**RECORDS SHOWN:**

==============================

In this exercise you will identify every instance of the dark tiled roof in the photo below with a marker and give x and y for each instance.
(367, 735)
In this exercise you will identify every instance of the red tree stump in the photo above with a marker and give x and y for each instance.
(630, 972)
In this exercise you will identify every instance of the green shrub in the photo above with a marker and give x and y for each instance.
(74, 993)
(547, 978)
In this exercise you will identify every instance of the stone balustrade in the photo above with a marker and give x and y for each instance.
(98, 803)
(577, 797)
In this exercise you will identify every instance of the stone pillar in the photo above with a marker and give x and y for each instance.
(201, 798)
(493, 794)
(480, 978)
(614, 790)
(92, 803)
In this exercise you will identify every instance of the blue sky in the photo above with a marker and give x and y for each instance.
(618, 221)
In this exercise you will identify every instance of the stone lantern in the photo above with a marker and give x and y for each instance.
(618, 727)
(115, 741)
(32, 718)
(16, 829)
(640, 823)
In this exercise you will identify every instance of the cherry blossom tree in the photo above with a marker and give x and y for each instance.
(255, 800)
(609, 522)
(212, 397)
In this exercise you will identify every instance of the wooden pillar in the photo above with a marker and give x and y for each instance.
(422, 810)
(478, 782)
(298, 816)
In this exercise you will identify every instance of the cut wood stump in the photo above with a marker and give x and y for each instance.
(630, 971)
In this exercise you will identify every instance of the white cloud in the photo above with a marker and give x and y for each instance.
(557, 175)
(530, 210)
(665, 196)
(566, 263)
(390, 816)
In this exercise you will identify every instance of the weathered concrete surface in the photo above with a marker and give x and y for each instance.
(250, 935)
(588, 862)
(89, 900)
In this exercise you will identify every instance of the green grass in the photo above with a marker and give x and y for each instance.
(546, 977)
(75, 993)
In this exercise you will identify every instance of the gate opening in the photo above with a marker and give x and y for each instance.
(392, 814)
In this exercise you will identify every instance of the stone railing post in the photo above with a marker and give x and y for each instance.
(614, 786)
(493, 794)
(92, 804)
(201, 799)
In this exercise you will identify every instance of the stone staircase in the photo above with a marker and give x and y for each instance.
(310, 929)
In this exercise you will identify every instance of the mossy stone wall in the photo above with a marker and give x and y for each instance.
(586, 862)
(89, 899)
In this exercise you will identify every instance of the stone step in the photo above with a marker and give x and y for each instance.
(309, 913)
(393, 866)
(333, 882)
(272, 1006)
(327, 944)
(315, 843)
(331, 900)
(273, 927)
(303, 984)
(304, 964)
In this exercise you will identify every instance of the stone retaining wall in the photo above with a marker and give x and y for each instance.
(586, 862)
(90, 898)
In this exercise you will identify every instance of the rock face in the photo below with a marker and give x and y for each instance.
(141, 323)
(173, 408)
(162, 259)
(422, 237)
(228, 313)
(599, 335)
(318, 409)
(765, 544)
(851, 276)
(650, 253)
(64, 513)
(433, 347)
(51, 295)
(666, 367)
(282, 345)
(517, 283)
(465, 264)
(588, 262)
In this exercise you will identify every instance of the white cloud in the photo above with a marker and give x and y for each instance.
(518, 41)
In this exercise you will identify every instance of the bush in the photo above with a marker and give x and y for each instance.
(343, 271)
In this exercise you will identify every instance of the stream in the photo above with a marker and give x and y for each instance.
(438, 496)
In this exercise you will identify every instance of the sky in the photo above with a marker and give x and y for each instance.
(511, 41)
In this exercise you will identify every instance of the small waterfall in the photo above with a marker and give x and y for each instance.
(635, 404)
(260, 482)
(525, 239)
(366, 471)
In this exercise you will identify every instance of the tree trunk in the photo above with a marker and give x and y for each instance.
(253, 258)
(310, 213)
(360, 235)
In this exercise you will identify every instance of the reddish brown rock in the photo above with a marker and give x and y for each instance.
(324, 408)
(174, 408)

==============================

**TASK STATEMENT:**
Reproduce every record above exactly as it appears.

**EXPECTED OUTPUT:**
In this exercise you will identify every instance of the dark tiled roof in the photo below with a marker and give x and y for each instance.
(367, 735)
In this exercise you will identify every instance of the red tree stump in the photo above with a marker and give x and y for each instance.
(630, 972)
In this exercise you will identify every instance of the green shrub in the photo above with a marker and give x and y for each instance.
(74, 993)
(547, 978)
In this exercise you will identify every instance of the stone balustrade in the photo above with a marker and give x and y for each instance.
(98, 803)
(577, 797)
In this exercise you will identify every instance of the stone pillar in the photo above with a marker and give x and y for each instance.
(201, 798)
(493, 794)
(480, 978)
(614, 790)
(92, 803)
In this exercise you will identify every instance of the blue sky in the photo above with a marker and give x and y for each instance.
(618, 221)
In this exercise you will identify every instance of the stone lantern in the photo above with a marker and give x and y for each instance.
(618, 727)
(115, 741)
(32, 718)
(16, 829)
(640, 823)
In this exercise you will identify every instance of the cherry blossom tree in the photo above with a marker and give x and y for each instance.
(255, 800)
(609, 522)
(212, 397)
In this exercise you will identify every instance of the wooden pillar in the photo above with a marker and give x and y for each instance.
(422, 810)
(478, 782)
(298, 816)
In this exercise you will identify every instance of the cut wood stump in the photo above with a marker and give x and y for each instance.
(630, 971)
In this exercise you will identify every instance of the white cloud in the photo above with a marker and give x and y for each instance.
(557, 175)
(530, 210)
(665, 196)
(566, 263)
(390, 816)
In this exercise you will identify every instance of the weathered concrete surface in the photo above with a marker and give x and y for each instance.
(250, 935)
(588, 862)
(89, 900)
In this exercise you will identify every instance of the green grass in the photo above with a marker and give x and y for each instance.
(546, 977)
(75, 993)
In this exercise you will identify every instance of the gate opening in the photo above with a marker and give x and y for each instance.
(392, 814)
In this exercise you will identify every instance of the stone railing post in the photo above with a marker and give x and y for each instance.
(614, 786)
(493, 794)
(92, 804)
(201, 799)
In this exercise you will identify every instance of the stone staircase in the photo above with a marker and give x and y for each instance.
(310, 929)
In this exercise you will identify every instance of the mossy stone wall in the photo above with a marker and give x and y for each instance.
(586, 862)
(89, 899)
In this exercise you will identify every instance of the stone step in the photo above with a marker and give x and y for each instance.
(309, 913)
(393, 866)
(333, 882)
(272, 1006)
(327, 944)
(315, 843)
(331, 900)
(273, 927)
(303, 984)
(304, 964)
In this exercise you will identify every instance of the stone retaining wall in the photo above with a marker and give x and y for each instance.
(586, 862)
(90, 898)
In this exercise you will identify every instance of the rock face in the photo below with a marker and give x and y for each instance.
(141, 323)
(173, 408)
(162, 259)
(422, 237)
(228, 313)
(599, 335)
(318, 409)
(765, 544)
(851, 276)
(650, 253)
(64, 513)
(433, 347)
(51, 295)
(666, 367)
(282, 345)
(517, 283)
(465, 264)
(588, 262)
In this exercise you will identify every instance of the white cloud in the photo above with a marker and give x and y for each instance.
(518, 41)
In this exercise you will identify every instance of the bush in the photo above with a marker and give x and y for each instance.
(343, 271)
In this exercise you will identify every instance of the stream in the photo above with a marker and give x and y for each instance.
(438, 496)
In this exercise you will identify every instance of the sky in the photo above with a marker and give x and y for each instance.
(511, 41)
In this exercise you will identify every instance of the small waterfall in the photo above with a marker and give x and y for each instance.
(635, 404)
(260, 482)
(525, 239)
(366, 471)
In this exercise you will identify every instance of the tree trunk in the photo above with a marker and give x and y for each instance.
(253, 258)
(310, 213)
(360, 235)
In this exercise you will identify every instance of the reddish brown rock in the photo above with a marker and give x and y for each instance.
(324, 408)
(174, 408)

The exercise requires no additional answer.